## Requirement
Take the data from its first line. Print each line exactly until the line containing "Where can the eyeglasses" has been printed too.

______

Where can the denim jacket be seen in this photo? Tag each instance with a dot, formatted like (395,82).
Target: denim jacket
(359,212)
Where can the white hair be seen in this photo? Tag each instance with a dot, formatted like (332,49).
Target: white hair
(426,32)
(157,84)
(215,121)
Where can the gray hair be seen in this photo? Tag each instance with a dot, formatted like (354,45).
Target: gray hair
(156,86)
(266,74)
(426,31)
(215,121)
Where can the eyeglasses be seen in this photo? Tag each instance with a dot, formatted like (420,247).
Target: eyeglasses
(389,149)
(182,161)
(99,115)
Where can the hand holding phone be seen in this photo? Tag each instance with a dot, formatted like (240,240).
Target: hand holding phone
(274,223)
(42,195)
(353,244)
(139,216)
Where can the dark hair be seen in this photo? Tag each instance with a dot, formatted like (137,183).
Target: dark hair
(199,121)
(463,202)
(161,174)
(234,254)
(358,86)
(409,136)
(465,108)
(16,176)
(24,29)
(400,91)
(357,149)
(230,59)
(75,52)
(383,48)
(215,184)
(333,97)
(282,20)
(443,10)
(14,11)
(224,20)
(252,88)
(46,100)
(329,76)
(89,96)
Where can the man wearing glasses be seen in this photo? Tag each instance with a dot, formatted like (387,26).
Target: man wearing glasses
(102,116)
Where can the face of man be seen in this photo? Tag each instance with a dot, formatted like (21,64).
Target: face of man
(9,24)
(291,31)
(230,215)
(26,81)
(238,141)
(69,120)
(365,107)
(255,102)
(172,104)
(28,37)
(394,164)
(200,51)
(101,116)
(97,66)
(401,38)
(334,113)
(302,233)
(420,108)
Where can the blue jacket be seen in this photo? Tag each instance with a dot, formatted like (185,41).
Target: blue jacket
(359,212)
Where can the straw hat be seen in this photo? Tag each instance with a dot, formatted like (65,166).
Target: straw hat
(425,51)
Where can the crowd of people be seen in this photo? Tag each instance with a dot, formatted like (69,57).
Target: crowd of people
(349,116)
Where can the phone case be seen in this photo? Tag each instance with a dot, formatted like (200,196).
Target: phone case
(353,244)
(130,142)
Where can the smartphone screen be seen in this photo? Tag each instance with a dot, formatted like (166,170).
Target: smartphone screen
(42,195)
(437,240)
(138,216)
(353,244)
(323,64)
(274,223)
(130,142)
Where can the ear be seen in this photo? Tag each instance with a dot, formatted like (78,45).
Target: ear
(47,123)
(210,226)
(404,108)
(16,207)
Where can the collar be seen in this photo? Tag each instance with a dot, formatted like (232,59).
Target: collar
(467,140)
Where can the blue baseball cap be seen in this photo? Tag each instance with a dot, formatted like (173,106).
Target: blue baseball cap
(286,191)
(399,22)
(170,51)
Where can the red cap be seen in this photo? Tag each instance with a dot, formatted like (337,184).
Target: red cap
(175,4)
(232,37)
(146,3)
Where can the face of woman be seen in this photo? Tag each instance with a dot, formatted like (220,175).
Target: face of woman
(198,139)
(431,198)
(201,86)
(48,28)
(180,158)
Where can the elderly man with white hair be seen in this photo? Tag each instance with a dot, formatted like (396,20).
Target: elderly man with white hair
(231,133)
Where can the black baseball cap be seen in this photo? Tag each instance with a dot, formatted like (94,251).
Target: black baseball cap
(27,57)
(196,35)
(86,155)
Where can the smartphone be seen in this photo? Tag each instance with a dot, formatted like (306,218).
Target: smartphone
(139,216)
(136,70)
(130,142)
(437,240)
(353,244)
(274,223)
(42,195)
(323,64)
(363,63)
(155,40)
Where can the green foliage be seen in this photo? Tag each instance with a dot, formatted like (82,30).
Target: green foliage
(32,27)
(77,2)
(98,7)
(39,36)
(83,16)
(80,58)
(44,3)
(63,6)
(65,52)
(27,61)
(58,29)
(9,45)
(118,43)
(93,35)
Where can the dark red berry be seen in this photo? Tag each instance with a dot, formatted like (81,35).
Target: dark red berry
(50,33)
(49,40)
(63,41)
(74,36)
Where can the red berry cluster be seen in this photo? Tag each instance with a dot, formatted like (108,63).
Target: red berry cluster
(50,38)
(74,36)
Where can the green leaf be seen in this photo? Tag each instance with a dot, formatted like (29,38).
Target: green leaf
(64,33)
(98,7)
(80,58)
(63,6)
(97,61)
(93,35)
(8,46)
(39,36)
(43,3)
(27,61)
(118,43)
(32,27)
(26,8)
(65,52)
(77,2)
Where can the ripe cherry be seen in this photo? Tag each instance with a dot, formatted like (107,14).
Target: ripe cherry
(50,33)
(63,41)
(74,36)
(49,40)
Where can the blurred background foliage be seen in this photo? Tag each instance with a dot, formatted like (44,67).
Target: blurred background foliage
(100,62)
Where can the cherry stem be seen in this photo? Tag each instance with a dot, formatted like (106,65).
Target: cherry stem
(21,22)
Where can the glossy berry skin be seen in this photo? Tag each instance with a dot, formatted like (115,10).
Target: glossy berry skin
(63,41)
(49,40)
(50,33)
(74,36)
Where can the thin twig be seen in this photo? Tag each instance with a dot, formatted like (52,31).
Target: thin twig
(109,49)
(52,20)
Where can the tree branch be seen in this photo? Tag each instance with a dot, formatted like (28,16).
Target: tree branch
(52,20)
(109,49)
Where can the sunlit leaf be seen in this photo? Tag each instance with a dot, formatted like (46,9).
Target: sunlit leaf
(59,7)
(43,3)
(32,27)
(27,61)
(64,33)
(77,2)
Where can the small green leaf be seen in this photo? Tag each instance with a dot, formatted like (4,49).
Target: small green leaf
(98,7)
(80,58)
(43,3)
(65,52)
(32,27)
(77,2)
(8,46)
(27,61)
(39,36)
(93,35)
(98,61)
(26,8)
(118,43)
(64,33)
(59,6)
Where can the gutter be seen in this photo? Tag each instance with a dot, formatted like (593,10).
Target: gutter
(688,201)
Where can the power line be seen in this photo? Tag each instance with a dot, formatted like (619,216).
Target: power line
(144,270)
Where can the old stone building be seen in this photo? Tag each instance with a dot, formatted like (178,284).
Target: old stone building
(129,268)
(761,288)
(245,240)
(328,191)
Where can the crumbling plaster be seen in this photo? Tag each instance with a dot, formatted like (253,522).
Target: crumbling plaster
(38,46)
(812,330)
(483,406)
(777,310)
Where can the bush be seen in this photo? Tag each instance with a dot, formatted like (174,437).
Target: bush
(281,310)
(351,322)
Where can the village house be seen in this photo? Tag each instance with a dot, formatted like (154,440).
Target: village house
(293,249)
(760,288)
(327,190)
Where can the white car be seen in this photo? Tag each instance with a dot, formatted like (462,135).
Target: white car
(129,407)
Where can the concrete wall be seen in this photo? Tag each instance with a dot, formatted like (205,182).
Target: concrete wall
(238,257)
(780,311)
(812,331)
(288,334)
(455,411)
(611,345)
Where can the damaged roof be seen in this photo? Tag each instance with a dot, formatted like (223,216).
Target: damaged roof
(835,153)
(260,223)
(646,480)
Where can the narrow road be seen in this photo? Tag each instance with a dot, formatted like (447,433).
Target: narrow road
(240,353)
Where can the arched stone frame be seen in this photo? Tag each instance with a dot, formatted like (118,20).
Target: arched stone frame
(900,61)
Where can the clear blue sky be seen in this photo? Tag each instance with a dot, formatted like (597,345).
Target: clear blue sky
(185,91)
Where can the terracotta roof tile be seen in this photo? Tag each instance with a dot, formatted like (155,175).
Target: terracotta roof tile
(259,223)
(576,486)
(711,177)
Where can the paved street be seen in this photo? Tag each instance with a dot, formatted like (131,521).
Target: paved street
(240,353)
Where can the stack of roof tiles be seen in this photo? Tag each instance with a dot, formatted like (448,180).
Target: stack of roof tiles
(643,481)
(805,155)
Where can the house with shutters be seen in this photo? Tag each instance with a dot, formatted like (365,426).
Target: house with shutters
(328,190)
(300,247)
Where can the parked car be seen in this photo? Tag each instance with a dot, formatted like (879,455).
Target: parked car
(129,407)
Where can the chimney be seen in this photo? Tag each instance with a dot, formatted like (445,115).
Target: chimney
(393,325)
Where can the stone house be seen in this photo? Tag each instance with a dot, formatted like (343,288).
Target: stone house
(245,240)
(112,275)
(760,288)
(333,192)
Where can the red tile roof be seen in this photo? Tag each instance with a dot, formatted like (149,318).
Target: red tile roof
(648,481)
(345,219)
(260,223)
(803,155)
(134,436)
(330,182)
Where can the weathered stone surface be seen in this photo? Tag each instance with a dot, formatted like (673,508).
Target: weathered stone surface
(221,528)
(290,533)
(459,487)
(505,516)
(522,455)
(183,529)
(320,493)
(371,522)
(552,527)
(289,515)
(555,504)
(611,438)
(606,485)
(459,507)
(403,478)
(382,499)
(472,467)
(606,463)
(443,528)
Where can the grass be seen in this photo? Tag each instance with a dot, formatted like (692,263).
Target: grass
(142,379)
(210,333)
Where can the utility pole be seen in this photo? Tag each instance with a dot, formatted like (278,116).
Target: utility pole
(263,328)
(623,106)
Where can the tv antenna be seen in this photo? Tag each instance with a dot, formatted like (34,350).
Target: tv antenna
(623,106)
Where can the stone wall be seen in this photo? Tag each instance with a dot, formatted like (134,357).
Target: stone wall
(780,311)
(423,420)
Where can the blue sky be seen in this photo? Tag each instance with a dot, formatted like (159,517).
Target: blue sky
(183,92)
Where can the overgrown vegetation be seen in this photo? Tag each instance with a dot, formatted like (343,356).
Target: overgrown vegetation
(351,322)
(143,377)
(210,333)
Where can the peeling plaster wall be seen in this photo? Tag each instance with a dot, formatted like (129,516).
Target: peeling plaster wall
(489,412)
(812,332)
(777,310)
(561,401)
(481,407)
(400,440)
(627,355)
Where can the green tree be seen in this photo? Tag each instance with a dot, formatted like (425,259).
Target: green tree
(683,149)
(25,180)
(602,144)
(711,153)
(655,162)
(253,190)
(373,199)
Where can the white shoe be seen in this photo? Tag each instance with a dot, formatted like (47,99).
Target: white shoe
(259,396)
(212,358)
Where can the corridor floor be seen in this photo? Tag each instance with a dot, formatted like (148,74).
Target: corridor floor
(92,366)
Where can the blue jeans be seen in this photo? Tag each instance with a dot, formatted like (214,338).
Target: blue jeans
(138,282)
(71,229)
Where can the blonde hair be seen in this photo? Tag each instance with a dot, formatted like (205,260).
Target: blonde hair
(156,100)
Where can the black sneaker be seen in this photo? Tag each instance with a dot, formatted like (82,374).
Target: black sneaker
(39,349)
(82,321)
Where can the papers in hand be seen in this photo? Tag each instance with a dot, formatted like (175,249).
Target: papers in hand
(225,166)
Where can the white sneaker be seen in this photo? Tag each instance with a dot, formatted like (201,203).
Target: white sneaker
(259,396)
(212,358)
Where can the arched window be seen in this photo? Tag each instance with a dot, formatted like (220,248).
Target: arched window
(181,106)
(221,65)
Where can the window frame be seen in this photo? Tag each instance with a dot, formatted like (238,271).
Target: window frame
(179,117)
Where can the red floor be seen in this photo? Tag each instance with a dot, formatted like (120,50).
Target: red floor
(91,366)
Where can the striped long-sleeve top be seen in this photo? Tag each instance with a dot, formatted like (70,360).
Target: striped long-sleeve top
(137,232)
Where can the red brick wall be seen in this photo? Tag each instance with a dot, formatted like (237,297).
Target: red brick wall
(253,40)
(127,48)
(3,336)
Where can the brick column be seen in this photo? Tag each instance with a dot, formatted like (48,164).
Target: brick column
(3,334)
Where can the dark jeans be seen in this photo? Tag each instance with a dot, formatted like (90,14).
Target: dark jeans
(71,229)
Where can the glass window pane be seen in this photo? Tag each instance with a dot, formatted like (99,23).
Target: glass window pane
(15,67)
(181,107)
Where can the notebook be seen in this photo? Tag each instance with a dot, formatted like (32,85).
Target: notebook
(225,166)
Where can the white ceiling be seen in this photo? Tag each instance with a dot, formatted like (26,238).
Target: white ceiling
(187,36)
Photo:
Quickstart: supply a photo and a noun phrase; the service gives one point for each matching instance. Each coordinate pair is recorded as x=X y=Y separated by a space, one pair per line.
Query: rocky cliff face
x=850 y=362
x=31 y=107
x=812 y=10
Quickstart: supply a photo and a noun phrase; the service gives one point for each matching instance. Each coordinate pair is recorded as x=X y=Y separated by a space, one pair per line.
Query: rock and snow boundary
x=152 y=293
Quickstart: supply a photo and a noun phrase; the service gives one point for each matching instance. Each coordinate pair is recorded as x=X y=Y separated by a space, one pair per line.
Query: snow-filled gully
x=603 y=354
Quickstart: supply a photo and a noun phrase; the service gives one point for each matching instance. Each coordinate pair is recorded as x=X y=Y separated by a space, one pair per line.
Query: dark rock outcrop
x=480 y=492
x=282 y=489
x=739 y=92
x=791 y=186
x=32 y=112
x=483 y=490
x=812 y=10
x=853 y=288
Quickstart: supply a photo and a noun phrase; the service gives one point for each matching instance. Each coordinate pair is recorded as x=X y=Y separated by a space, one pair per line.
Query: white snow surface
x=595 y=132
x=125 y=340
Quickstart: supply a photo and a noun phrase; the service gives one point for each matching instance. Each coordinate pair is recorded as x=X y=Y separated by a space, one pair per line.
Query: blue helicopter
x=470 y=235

______

## Output for this exercise
Where can the denim jacket be seen in this photo? Tag each instance with a dot, formatted like (395,82).
Target: denim jacket
(359,212)
Where can the white hair be seen in this photo? Tag each instance with a dot, formatted like (332,49).
Target: white hair
(426,32)
(157,84)
(215,121)
Where can the gray hair be seen in this photo? Tag each instance with a dot, formatted like (354,45).
Target: gray hair
(156,86)
(266,74)
(426,31)
(215,121)
Where can the eyeglasses be seen in this photo? Tag each instance with a dot, formatted like (420,247).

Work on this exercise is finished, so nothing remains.